* **PASSAGE TO READ**
----------------

DuckDB¶

In Python, Lance datasets can also be queried with DuckDB, an in-process SQL OLAP database. This means you can write complex SQL queries to analyze your data in Lance.

This integration is done via DuckDB SQL on Apache Arrow, which provides zero-copy data sharing between LanceDB and DuckDB. DuckDB is capable of passing down column selections and basic filters to Lance, reducing the amount of data that needs to be scanned to perform your query. Finally, the integration allows streaming data from Lance tables, allowing you to aggregate tables that won't fit into memory. All of this uses the same mechanism described in DuckDB's blog post DuckDB quacks Arrow.

A LanceDataset is accessible to DuckDB through the Arrow compatibility layer directly. To query the resulting Lance dataset in DuckDB, all you need to do is reference the dataset by the same name in your SQL query.

For example, if you have a Lance dataset with variable name my_lance_dataset:

import duckdb # pip install duckdb

duckdb.query("SELECT * FROM my_lance_dataset")
# ┌─────────────┬─────────┬────────┐
# │   vector    │  item   │ price  │
# │   float[]   │ varchar │ double │
# ├─────────────┼─────────┼────────┤
# │ [3.1, 4.1]  │ foo     │   10.0 │
# │ [5.9, 26.5] │ bar     │   20.0 │
# └─────────────┴─────────┴────────┘

duckdb.query("SELECT mean(price) FROM my_lance_dataset")
# ┌─────────────┐
# │ mean(price) │
# │   double    │
# ├─────────────┤
# │        15.0 │
# └─────────────┘

----------------

* **DATA TO USE**
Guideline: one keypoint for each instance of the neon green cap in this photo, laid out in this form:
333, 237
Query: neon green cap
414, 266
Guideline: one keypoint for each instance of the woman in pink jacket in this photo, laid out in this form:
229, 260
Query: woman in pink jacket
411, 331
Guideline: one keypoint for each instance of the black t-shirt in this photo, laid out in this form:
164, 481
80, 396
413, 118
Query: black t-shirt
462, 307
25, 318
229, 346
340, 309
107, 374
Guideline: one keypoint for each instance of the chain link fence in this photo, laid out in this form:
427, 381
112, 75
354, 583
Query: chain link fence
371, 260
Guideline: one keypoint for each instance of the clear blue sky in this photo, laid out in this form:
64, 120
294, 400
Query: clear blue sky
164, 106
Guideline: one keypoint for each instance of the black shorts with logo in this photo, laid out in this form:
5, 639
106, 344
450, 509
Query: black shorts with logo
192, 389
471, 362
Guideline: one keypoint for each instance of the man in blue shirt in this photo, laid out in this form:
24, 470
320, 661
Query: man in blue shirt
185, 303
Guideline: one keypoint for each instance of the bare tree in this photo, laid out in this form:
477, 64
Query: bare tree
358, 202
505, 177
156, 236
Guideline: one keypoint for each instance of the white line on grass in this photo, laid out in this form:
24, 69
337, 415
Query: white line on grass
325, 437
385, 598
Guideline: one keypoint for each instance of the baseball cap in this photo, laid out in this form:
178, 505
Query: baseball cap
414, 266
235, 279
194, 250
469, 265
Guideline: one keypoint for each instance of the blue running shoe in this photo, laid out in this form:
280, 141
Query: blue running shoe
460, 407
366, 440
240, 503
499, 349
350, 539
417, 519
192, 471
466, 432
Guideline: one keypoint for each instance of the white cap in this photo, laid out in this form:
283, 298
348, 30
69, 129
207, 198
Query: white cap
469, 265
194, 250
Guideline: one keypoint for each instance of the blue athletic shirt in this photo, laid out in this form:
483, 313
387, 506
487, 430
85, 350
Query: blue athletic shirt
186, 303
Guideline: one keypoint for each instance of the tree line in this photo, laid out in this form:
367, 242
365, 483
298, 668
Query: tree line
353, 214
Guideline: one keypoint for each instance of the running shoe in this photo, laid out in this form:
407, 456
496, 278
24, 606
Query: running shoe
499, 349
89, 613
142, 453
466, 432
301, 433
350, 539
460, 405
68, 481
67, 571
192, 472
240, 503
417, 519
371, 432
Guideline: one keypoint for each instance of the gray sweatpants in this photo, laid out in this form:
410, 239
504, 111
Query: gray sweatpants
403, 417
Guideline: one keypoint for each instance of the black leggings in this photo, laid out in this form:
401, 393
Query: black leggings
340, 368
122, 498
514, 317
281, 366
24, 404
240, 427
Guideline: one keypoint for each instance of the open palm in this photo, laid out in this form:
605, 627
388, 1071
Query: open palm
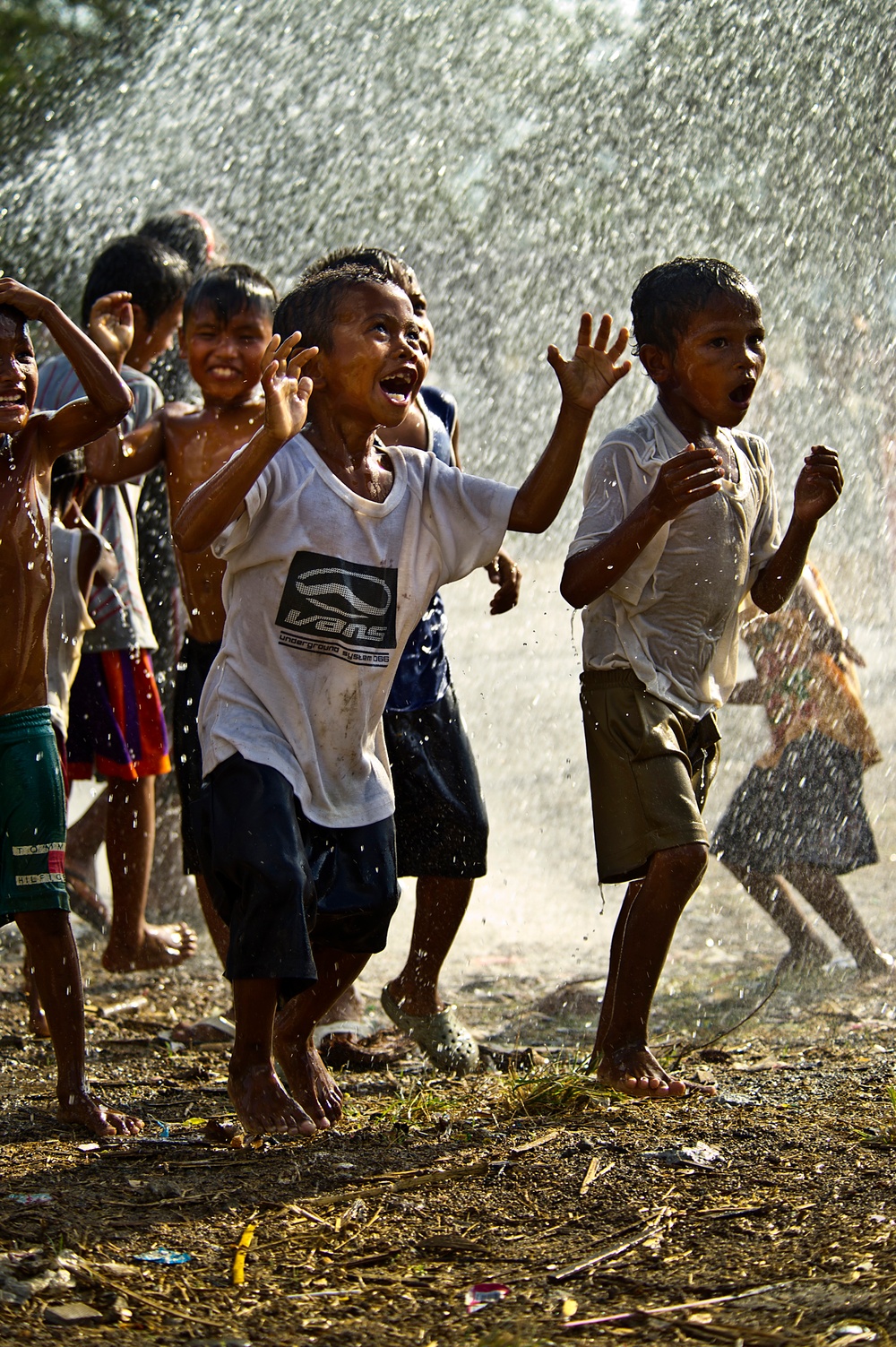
594, 369
286, 388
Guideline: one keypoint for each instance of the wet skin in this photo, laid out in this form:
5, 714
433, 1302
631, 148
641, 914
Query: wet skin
26, 574
194, 442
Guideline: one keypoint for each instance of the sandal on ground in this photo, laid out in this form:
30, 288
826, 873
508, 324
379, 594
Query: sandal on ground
444, 1040
376, 1052
86, 902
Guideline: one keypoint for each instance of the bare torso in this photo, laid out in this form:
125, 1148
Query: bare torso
26, 573
197, 442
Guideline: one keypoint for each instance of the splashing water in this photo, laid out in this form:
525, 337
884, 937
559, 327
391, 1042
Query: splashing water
531, 158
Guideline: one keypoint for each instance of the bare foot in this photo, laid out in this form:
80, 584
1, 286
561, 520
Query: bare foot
309, 1079
37, 1019
262, 1103
633, 1070
162, 947
81, 1108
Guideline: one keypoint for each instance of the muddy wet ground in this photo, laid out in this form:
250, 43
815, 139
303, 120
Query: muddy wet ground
374, 1234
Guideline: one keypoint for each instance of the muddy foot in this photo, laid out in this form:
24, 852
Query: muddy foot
81, 1108
309, 1079
635, 1071
162, 947
262, 1103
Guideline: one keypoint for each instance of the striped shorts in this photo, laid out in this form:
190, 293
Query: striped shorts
116, 728
32, 816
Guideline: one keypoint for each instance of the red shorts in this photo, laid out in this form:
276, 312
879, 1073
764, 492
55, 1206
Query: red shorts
116, 728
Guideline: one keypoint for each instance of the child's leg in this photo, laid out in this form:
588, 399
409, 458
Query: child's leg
772, 894
294, 1049
441, 905
130, 841
260, 1101
56, 971
642, 939
823, 889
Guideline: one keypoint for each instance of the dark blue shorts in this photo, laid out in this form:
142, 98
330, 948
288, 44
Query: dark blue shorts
285, 884
439, 814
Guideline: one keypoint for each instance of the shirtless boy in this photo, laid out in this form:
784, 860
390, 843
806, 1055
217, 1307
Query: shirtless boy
441, 825
32, 888
228, 322
679, 522
334, 547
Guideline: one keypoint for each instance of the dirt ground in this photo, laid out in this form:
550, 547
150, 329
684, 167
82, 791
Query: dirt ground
374, 1234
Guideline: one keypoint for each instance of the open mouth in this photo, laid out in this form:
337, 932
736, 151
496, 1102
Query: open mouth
399, 387
743, 393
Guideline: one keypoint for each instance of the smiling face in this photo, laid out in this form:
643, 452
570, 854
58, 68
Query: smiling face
375, 363
711, 376
225, 356
18, 374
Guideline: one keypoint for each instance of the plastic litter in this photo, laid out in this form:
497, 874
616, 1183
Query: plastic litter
484, 1293
168, 1257
686, 1157
74, 1314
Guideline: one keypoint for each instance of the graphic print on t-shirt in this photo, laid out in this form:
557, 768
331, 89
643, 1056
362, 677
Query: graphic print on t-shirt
339, 608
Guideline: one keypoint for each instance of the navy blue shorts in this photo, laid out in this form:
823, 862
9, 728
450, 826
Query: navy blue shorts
285, 884
439, 814
193, 667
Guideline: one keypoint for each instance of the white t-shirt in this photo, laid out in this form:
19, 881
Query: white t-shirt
323, 591
66, 624
673, 616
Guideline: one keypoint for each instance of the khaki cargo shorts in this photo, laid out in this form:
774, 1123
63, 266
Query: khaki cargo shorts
650, 768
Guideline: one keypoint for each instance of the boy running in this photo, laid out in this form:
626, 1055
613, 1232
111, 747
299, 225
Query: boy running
679, 522
334, 547
32, 891
228, 322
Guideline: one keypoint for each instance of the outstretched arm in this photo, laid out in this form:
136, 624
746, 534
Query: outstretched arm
689, 477
583, 382
108, 398
120, 460
818, 489
221, 500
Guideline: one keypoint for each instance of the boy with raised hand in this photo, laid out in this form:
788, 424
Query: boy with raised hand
32, 888
116, 728
679, 524
441, 825
228, 322
334, 546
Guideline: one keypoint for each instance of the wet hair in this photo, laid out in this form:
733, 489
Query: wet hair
67, 474
668, 298
16, 315
375, 259
313, 306
155, 276
229, 291
187, 233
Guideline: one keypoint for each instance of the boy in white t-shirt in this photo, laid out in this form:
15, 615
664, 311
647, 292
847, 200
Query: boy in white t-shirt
334, 547
679, 522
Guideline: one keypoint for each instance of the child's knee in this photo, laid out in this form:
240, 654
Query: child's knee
684, 867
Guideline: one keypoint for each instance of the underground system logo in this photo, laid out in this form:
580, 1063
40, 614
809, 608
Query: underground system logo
331, 607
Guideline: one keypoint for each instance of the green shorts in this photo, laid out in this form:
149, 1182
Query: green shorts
650, 768
32, 816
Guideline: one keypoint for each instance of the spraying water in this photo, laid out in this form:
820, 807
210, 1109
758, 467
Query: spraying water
531, 160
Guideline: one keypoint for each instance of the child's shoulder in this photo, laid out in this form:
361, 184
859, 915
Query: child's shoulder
642, 439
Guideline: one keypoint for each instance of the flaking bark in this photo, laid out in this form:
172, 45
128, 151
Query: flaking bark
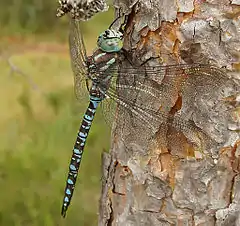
175, 184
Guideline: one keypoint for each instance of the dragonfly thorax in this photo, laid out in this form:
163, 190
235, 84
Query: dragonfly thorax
110, 41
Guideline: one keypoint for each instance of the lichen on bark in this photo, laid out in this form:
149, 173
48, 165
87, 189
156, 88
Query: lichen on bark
176, 183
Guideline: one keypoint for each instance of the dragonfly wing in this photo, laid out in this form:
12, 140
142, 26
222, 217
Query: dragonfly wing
150, 96
78, 58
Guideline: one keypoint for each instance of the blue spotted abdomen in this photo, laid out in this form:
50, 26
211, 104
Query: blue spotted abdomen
78, 152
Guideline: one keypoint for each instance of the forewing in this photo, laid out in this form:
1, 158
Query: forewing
78, 58
146, 99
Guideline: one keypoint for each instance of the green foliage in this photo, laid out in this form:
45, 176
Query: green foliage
38, 130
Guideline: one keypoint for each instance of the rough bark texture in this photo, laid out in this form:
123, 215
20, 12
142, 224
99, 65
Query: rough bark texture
176, 184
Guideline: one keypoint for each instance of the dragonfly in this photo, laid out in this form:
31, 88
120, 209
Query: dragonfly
141, 93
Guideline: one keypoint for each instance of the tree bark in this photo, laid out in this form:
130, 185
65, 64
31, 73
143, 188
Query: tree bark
176, 184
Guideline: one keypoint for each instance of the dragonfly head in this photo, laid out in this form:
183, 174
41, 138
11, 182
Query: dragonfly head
110, 41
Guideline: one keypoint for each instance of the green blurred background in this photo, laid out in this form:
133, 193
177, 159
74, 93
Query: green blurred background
40, 118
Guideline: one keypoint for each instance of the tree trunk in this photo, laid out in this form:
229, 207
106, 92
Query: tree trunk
176, 184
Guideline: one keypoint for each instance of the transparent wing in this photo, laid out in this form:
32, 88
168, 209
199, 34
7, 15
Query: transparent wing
146, 98
78, 58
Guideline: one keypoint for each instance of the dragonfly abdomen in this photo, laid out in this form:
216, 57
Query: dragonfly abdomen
78, 151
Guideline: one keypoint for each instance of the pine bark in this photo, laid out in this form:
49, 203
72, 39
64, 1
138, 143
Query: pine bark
176, 184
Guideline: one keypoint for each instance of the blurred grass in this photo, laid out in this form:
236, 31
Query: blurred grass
38, 129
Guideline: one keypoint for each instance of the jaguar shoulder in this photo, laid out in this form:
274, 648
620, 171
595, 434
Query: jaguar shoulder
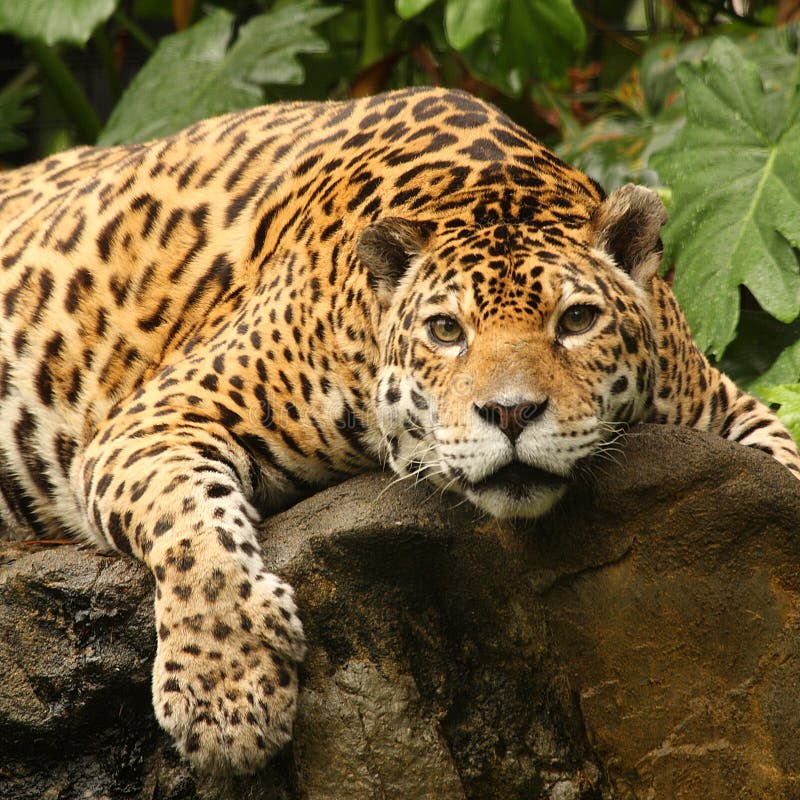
196, 331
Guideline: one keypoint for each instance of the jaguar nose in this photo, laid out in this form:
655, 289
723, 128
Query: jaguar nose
513, 419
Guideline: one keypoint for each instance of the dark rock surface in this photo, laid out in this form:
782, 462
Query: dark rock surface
642, 642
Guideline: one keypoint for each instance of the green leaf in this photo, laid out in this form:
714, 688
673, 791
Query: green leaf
785, 369
542, 37
12, 112
536, 38
410, 8
195, 74
736, 200
761, 343
466, 20
788, 395
67, 21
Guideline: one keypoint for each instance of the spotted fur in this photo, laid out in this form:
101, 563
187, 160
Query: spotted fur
197, 331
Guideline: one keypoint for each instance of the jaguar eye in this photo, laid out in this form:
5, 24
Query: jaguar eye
577, 319
445, 330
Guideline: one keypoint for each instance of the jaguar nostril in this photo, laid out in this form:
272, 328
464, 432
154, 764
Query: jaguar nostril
528, 412
513, 419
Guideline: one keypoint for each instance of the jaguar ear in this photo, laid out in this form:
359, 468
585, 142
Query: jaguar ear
627, 224
386, 249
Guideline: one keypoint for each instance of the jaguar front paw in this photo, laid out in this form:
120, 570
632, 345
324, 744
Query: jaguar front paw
225, 675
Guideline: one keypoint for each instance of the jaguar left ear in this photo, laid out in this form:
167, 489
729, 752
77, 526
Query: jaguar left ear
628, 224
386, 249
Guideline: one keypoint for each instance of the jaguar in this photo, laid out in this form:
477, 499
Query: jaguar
198, 331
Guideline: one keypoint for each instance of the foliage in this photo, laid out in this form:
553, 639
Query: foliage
70, 21
696, 98
211, 72
735, 216
788, 396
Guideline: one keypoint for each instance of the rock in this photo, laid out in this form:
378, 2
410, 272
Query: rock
640, 642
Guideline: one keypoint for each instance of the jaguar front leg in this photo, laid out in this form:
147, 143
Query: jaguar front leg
692, 392
172, 490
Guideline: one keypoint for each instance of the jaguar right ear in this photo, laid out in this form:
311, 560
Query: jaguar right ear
387, 247
627, 226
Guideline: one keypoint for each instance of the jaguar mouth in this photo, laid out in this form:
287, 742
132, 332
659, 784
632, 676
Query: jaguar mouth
517, 479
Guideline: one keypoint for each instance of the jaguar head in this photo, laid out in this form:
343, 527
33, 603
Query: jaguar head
511, 352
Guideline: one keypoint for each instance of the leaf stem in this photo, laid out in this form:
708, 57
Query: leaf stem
135, 30
67, 90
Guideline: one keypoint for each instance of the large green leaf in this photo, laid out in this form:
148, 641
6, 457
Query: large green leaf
735, 214
466, 20
537, 38
785, 369
788, 396
410, 8
196, 74
54, 21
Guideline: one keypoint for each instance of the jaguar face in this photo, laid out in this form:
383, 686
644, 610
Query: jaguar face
507, 360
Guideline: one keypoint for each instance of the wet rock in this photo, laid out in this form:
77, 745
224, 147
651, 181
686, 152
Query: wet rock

----------------

* **TO-DO LIST**
A) Rewrite the paragraph of the DuckDB page that begins "This integration is done via" as a short list that keeps its main facts.
B) List every line in the listing that contains the string "left". Case counts.

* **RESPONSES IN ORDER**
A)
- The integration uses DuckDB SQL on Apache Arrow, which gives zero-copy data sharing between LanceDB and DuckDB.
- DuckDB passes column selections and basic filters down to Lance, so less data has to be scanned for a query.
- Data can be streamed from Lance tables, so tables that won't fit into memory can still be aggregated.
- All of this uses the mechanism described in DuckDB's blog post DuckDB quacks Arrow.

B)
Guideline: one keypoint for each instance of the jaguar left ear in this photo, laid out in this form:
Query: jaguar left ear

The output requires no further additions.